EXERCISE INSTRUCTIONS >>
Please restate the data word for word.

RECORDS SHOWN >>
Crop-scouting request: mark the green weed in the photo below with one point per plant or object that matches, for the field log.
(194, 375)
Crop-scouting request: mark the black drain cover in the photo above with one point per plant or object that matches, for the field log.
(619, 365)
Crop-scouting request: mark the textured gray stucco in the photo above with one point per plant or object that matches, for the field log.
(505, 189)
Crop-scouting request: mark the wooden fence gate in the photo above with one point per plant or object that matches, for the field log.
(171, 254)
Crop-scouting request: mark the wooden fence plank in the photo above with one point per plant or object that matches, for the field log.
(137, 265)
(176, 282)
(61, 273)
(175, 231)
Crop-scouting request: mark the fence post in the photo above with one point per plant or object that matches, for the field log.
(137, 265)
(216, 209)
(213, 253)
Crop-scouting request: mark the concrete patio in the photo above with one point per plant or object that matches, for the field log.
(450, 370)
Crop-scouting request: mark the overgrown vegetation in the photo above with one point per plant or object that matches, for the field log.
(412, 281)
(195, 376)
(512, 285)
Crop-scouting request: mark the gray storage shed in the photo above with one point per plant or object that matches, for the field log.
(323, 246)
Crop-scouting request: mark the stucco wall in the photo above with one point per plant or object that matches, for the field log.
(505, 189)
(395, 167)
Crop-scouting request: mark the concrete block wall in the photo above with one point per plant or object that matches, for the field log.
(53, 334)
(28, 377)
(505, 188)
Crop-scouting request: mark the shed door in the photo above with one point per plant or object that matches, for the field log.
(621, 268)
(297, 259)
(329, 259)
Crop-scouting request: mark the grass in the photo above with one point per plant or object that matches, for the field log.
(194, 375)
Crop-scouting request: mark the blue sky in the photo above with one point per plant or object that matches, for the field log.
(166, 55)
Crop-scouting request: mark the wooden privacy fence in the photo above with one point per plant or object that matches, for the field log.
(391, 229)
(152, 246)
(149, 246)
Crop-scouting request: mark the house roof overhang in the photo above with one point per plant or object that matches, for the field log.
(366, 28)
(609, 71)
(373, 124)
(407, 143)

TASK SOLUTION >>
Crop-scouting request: mark the green weed in the photo below with one point per plant or object that matches, for the field log.
(194, 375)
Crop-scouting request: mark the black drain cover in the photo above with one point per plant or object that matches, for the field log.
(619, 365)
Crop-scouting request: mark the textured gray stucco in the photo above with one point per plant or object that matches, for the field log.
(505, 189)
Crop-scouting request: mark the wooden fence gate in the photo above with one point per plant or object that matches, for the field log.
(171, 254)
Crop-scouting request: mark the wooden fence plank in the photo above with one point per plant or object that matches, for the field log.
(137, 265)
(176, 282)
(61, 273)
(175, 231)
Crop-scouting request: mark the fence post in the photo above with one point per plant or object that matches, for the field log.
(137, 265)
(216, 209)
(213, 253)
Crop-scouting request: mark the concrete patio in the photo above with one point per plant or object that matches, for the field log.
(450, 370)
Crop-scouting request: mark the overgrown vegetation in the photo above with one point per plant or object that matches, for the field log.
(412, 281)
(195, 376)
(512, 285)
Crop-scouting request: mark the gray storage shed in the photo above with one point per plant or object that matches, for the field log.
(323, 246)
Crop-scouting request: mark the stucco wall in the photo above with one point per plant or object that matches, for the field log.
(505, 189)
(395, 167)
Crop-scouting request: mark the concrete block wall in the photo above with one point per plant or object that matches, for the field log.
(53, 334)
(28, 377)
(505, 188)
Crop-scouting request: mark the shed door in the photo above with one point per plant or object that matches, for the field log.
(621, 268)
(297, 259)
(329, 259)
Crop-scouting request: mark the grass in the photo above with one point per plant or object that matches, for the field log.
(194, 375)
Crop-scouting request: mark the blue sky in the photo above with one point per plant or object that matches, for the field log.
(166, 55)
Crop-scouting request: mark the wooden privacy fence in the photo above with one point per plant or object that matches, for the field log.
(391, 229)
(152, 246)
(149, 246)
Crop-scouting request: mark the house roof overhang in the photo above with one point per plant or object that matches, for the field log.
(366, 28)
(609, 71)
(373, 124)
(407, 143)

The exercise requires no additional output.